[Rows from a pointing dataset]
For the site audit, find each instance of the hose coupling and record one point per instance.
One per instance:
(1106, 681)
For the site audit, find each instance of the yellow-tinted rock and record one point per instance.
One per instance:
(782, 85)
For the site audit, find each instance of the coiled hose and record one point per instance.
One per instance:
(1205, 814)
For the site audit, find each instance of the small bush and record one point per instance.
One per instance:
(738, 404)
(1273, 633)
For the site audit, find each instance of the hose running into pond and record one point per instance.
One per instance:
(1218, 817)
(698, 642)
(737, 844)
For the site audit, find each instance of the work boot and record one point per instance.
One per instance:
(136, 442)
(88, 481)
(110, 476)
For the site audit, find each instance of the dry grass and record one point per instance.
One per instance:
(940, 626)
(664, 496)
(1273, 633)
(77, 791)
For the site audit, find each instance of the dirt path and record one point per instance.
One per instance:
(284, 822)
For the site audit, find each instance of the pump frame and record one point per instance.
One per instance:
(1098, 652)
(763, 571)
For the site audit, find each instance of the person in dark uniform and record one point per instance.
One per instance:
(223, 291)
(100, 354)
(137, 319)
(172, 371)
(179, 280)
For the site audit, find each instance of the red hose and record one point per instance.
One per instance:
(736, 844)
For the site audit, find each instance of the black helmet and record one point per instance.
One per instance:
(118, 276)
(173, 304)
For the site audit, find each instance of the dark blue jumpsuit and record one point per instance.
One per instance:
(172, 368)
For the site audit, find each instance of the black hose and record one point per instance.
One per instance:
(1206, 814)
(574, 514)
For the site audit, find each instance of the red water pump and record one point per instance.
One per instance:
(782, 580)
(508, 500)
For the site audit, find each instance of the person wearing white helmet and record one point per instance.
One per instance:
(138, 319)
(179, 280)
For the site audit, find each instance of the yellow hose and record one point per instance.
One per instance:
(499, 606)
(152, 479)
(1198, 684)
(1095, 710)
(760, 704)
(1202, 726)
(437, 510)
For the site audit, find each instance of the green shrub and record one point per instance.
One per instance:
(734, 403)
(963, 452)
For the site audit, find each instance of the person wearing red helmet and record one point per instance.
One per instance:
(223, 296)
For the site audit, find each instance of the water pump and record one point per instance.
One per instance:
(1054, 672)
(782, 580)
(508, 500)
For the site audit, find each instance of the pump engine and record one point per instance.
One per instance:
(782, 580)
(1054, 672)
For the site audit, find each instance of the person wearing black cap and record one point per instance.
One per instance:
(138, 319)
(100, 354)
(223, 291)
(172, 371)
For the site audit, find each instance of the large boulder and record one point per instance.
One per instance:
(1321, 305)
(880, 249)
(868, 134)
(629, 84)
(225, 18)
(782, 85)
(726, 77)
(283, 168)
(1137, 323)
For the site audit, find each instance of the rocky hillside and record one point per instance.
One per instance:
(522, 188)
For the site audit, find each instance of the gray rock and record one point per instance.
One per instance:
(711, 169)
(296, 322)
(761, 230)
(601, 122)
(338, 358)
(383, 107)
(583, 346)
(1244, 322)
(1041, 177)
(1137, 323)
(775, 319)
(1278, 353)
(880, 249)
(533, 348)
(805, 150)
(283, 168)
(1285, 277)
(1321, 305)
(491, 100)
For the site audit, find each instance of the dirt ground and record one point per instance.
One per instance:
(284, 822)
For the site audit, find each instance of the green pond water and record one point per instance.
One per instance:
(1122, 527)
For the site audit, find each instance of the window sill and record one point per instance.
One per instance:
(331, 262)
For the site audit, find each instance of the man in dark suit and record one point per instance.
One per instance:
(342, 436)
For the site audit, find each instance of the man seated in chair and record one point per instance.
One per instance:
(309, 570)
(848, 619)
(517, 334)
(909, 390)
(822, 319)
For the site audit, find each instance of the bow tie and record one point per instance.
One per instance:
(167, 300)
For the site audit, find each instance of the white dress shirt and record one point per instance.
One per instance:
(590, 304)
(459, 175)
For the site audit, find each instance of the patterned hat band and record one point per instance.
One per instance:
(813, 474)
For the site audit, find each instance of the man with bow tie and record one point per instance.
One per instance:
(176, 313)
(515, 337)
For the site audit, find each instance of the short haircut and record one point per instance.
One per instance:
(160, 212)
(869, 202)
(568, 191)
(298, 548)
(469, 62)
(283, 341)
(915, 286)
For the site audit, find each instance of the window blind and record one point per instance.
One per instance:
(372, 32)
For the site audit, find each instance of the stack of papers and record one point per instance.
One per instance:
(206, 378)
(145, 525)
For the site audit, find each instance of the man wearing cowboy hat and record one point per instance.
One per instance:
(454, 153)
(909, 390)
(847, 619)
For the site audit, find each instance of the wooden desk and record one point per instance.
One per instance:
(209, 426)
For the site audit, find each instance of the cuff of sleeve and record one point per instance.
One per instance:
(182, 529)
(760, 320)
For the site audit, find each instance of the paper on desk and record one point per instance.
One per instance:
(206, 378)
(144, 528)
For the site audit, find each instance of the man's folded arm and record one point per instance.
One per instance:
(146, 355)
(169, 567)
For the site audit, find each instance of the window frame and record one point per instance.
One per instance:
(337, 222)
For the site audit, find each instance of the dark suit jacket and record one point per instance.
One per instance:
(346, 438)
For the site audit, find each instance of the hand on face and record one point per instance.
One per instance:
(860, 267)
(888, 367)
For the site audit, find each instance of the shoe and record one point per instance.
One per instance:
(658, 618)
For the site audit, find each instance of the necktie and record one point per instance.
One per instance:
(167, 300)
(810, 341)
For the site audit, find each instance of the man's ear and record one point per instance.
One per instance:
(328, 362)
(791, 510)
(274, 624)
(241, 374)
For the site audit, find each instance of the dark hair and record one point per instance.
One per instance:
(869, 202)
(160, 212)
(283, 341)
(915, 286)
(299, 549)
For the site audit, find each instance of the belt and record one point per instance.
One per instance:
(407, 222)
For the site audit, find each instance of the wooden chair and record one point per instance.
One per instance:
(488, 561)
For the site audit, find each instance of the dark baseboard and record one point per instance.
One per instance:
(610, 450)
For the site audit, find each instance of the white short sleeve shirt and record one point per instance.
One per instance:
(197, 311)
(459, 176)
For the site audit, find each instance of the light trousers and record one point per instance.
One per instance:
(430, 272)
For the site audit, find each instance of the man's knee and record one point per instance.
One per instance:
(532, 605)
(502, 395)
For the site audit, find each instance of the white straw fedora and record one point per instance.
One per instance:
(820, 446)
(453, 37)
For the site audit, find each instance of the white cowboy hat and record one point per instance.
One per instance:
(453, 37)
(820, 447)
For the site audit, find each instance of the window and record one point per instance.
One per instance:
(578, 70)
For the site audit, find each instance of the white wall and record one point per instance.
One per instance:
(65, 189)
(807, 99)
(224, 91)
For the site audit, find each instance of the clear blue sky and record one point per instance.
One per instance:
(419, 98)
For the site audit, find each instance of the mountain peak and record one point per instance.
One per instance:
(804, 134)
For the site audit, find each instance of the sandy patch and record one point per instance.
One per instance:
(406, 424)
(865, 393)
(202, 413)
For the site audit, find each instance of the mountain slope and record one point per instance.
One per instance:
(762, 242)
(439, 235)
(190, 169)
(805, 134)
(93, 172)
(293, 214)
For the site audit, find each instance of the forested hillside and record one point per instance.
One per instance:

#### [The task]
Reproduce the material exactly, with every line intact.

#### [The output]
For the site audit, find each instance of the hose coupling and record one point per instance.
One per instance:
(1106, 681)
For the site audit, find each instance of the yellow-tinted rock and record one point per instance.
One per instance:
(782, 85)
For the site audit, find each instance of the coiled hose and record one point per instance.
One per instance:
(1205, 814)
For the site audit, find each instance of the small bush and record one point per instance.
One per instance:
(738, 404)
(1273, 633)
For the site audit, find each instance of the hose running into pond and record one point per instance.
One per instance:
(1218, 817)
(698, 642)
(737, 844)
For the site audit, find each instance of the work boot and record one point per instance.
One per instance:
(136, 442)
(88, 481)
(110, 476)
For the site audit, find each instance of the dry grass and record one point per instance.
One per instance:
(940, 626)
(664, 496)
(1273, 633)
(77, 791)
For the site audit, find each instance of the dirt path and record one point per instance.
One per instance:
(284, 822)
For the site audit, find each instance of the pump frame and record one point per instance.
One per instance:
(1098, 652)
(763, 571)
For the site audit, find each instance of the person in dark uniform and record one point per instance.
One per instance:
(223, 291)
(100, 354)
(137, 319)
(172, 371)
(179, 280)
For the site audit, find each instance of the red hose and record one point per instance.
One per instance:
(736, 844)
For the site audit, find each instance of the black helmet and record one point per instance.
One per instance:
(118, 276)
(173, 304)
For the site audit, find each instance of the dark blue jumpsuit and record one point per instance.
One per instance:
(172, 368)
For the site audit, find each instance of the black hose and record one point per instance.
One per instance:
(1206, 814)
(574, 514)
For the site audit, find each instance of the red water pump and record one point per instance.
One per instance:
(782, 580)
(508, 500)
For the site audit, find each instance of the person wearing white helmet and record one point per instance.
One per instance:
(138, 319)
(179, 280)
For the site audit, find each instance of the yellow hose and record one point per instance.
One per instance:
(499, 606)
(152, 479)
(1198, 684)
(1095, 710)
(760, 704)
(1202, 726)
(437, 510)
For the site audit, find each instance of the green shrub and record one point per instance.
One per instance:
(734, 403)
(963, 452)
For the site audit, find each instance of the person wearing red helmet and record one point per instance.
One per instance:
(223, 296)
For the site audit, find each instance of the water pump and record one point per instance.
One per instance:
(1054, 672)
(782, 580)
(508, 500)
For the site audit, find each instance of the pump engine and record one point per instance.
One per instance:
(782, 580)
(1054, 672)
For the site audit, find each instance of the person wearing black cap and record one point per instance.
One per instance:
(138, 319)
(100, 354)
(223, 291)
(172, 371)
For the site audit, find each instance of the large boulder and record one point per instance.
One per instance:
(1321, 305)
(880, 249)
(868, 134)
(629, 84)
(225, 18)
(782, 85)
(726, 77)
(283, 168)
(1137, 323)
For the site audit, find each instance of the rocky hillside and record one point per instance.
One per instance:
(522, 188)
For the site audit, find each instance of the gray rock and record one point per instance.
One per instance:
(711, 169)
(296, 322)
(761, 230)
(601, 122)
(338, 358)
(383, 107)
(583, 346)
(1244, 322)
(1041, 177)
(1137, 323)
(775, 319)
(1278, 353)
(880, 249)
(533, 348)
(805, 150)
(283, 168)
(1285, 277)
(1321, 305)
(491, 100)
For the site audit, find each instance of the dirt ground and record one point per instance.
One per instance:
(284, 822)
For the site audit, find each instance of the green pond water and record one point per instance.
One per instance:
(1122, 527)
For the site audit, find each instance of the window sill and record one point per instance.
One per instance:
(331, 262)
For the site audit, find each instance of the man in dark suit and record one point per instance.
One per instance:
(342, 436)
For the site audit, find each instance of the man seated in chair and record one point per instance.
One per instance:
(309, 570)
(848, 619)
(517, 334)
(909, 390)
(822, 319)
For the site audit, find each instance of the bow tie and record one point per instance.
One per instance:
(167, 300)
For the site audit, find each instance of the white dress shirt and record one point per instance.
One per instance:
(590, 304)
(459, 175)
For the site audit, find each instance of the patterned hat band and record one point per instance.
One per instance:
(813, 474)
For the site audit, find each instance of the man with bow tie and record one point per instance.
One per instance:
(176, 313)
(515, 337)
For the site audit, find each instance of the short haircut and record one point per instance.
One per instance:
(160, 212)
(869, 202)
(568, 191)
(298, 548)
(469, 62)
(283, 341)
(915, 286)
For the site audit, find each instance of the window blind and record one point per instance.
One per instance:
(372, 32)
For the site audit, find each instance of the stack of papers and record one point per instance.
One per instance:
(206, 378)
(145, 525)
For the site audit, find each instance of the man wearing cowboy hat and record one point per instance.
One per instance:
(454, 153)
(909, 390)
(847, 619)
For the site audit, find each instance of the wooden desk and record one point per instance.
One per instance:
(209, 426)
For the site audit, find each instance of the cuff of sleeve and record one point per instance.
One per instance:
(182, 529)
(760, 320)
For the site audit, find each instance of the paper on desk and record one point per instance.
One per instance:
(206, 378)
(144, 528)
For the site audit, find each instance of the man's folded arm and record one point per instance.
One per instance:
(146, 355)
(169, 567)
For the site audit, find each instance of the window frame and record one point per instance.
One per instance:
(337, 222)
For the site audit, find each instance of the dark suit jacket and record one point per instance.
One per instance:
(346, 438)
For the site audit, find each instance of the hand on face and record one point per instance.
One per instance:
(860, 267)
(888, 367)
For the site audit, find each instance of the shoe and record one point per instance.
One per instance:
(658, 618)
For the site audit, find each instance of the necktie and record one point per instance.
One per instance:
(167, 300)
(810, 341)
For the site audit, find each instance of the man's ear and record one point per instance.
One per instance:
(328, 362)
(791, 510)
(274, 624)
(241, 374)
For the site audit, find each instance of the dark hair and record one point per instance.
One per instance:
(869, 202)
(160, 212)
(283, 341)
(915, 286)
(299, 549)
For the site audit, find each instance of the belt and record one point per instance.
One per instance:
(407, 222)
For the site audit, find each instance of the wooden chair and record one point per instance.
One per instance:
(488, 561)
For the site audit, find each instance of the dark baseboard and record one point per instance.
One per instance:
(610, 450)
For the site audit, find each instance of the white short sleeve shirt and record one point per instance.
One per instance:
(197, 311)
(459, 176)
For the site audit, find each instance of the light trousers and record one point per instance.
One per instance:
(430, 272)
For the site audit, find each instance of the man's knee and record one point per instance.
One per instance:
(532, 605)
(502, 395)
For the site audit, find each instance of the white straw fedora and record one point per instance.
One per instance:
(820, 446)
(453, 37)
For the site audit, find each instance of the white cowboy hat and record one point per instance.
One per instance:
(453, 37)
(820, 447)
For the site audit, find each instance of the window and record one point per instance.
One per instance:
(578, 70)
For the site audit, find each instance of the white wall and record one point per instance.
One per instance:
(65, 189)
(807, 99)
(224, 91)
For the site audit, find each instance of the clear blue sky and record one point per instance.
One per instance:
(419, 98)
For the site audit, find each instance of the mountain peak and record one point per instance.
One per instance:
(804, 134)
For the site audit, find each instance of the sandy patch and record one point per instance.
One per instance:
(406, 424)
(865, 393)
(202, 413)
For the site audit, find each instance of the mountain slope and record one point per instance.
One per instance:
(762, 242)
(439, 235)
(190, 169)
(805, 134)
(93, 172)
(293, 214)
For the site audit, find each instance of the forested hillside and record one point per instance.
One per instance:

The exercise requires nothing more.